BRIEF: Write out each of the following records word for word, without changing anything.

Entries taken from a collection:
——————————

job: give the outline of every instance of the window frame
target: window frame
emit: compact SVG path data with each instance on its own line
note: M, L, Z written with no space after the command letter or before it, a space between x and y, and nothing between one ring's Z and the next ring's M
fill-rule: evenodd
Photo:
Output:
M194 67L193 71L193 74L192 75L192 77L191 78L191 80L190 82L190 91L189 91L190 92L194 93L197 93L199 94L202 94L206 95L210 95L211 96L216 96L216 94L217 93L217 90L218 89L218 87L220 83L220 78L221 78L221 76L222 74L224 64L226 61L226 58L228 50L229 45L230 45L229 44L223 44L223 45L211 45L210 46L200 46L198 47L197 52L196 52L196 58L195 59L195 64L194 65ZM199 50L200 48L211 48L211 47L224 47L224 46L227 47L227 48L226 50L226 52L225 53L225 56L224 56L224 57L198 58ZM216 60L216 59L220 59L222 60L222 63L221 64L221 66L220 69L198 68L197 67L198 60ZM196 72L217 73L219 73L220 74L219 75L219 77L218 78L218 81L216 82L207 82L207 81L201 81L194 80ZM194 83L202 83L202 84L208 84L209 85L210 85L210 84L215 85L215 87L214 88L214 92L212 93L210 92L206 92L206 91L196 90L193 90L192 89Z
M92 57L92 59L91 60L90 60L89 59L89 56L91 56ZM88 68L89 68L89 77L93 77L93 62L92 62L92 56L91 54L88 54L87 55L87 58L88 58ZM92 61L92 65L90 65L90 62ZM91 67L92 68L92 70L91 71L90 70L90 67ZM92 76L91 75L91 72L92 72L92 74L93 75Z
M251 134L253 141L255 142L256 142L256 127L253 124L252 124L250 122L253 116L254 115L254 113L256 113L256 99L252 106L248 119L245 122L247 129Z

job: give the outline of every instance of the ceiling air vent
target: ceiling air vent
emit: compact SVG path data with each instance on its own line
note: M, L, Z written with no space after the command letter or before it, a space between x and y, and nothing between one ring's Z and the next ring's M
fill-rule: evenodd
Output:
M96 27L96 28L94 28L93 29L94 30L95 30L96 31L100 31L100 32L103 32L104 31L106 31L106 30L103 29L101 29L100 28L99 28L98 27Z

——————————

SOLUTION FOR THIS TASK:
job: give the outline of every instance of the window frame
target: window frame
emit: compact SVG path data with each instance on its own line
note: M, L, Z written with no space after the command letter or before it, a space between x and y, and nothing between one ring's Z and the next ring's M
fill-rule: evenodd
Photo:
Output:
M194 67L193 71L193 74L192 75L192 77L191 78L191 80L190 82L190 91L189 91L190 92L194 93L197 93L199 94L202 94L206 95L210 95L211 96L216 96L216 94L217 93L217 90L218 89L218 87L220 83L220 78L221 78L221 76L222 74L224 64L226 61L226 58L228 50L229 45L230 45L229 44L223 44L223 45L211 45L210 46L200 46L198 47L197 52L196 52L196 58L195 59L195 64L194 65ZM199 50L200 48L211 48L211 47L224 47L224 46L227 47L227 48L226 50L226 52L225 53L225 56L224 56L224 57L198 58ZM216 60L216 59L220 59L222 60L222 63L221 64L221 66L220 69L198 68L197 67L198 60ZM196 72L217 73L219 73L220 74L219 75L219 77L218 78L218 81L216 82L207 82L207 81L201 81L194 80ZM194 83L202 83L202 84L208 84L209 85L210 85L210 84L215 85L215 87L214 88L214 92L212 93L210 92L206 92L206 91L196 90L193 90L192 89Z
M92 57L92 59L91 60L90 60L89 59L89 56L91 56ZM88 68L89 68L89 77L93 77L93 62L92 62L92 56L91 54L88 54L87 55L87 58L88 58ZM92 61L92 65L90 65L90 62ZM91 67L92 68L92 70L91 71L90 70L90 67ZM92 76L91 75L91 72L92 72L92 74L93 75Z
M251 134L253 141L255 142L256 142L256 127L253 124L252 124L250 122L253 116L254 115L254 113L256 113L256 99L252 106L248 119L245 122L247 129Z

job: give the outline of every instance of the ceiling air vent
target: ceiling air vent
emit: compact SVG path data with each instance on its own line
note: M, L, Z written with no space after the command letter or before it, a space between x and y, and nothing between one ring's Z and the next ring's M
fill-rule: evenodd
Output:
M96 27L96 28L94 28L93 29L94 30L95 30L96 31L100 31L100 32L103 32L104 31L106 31L106 30L103 29L101 29L100 28L99 28L98 27Z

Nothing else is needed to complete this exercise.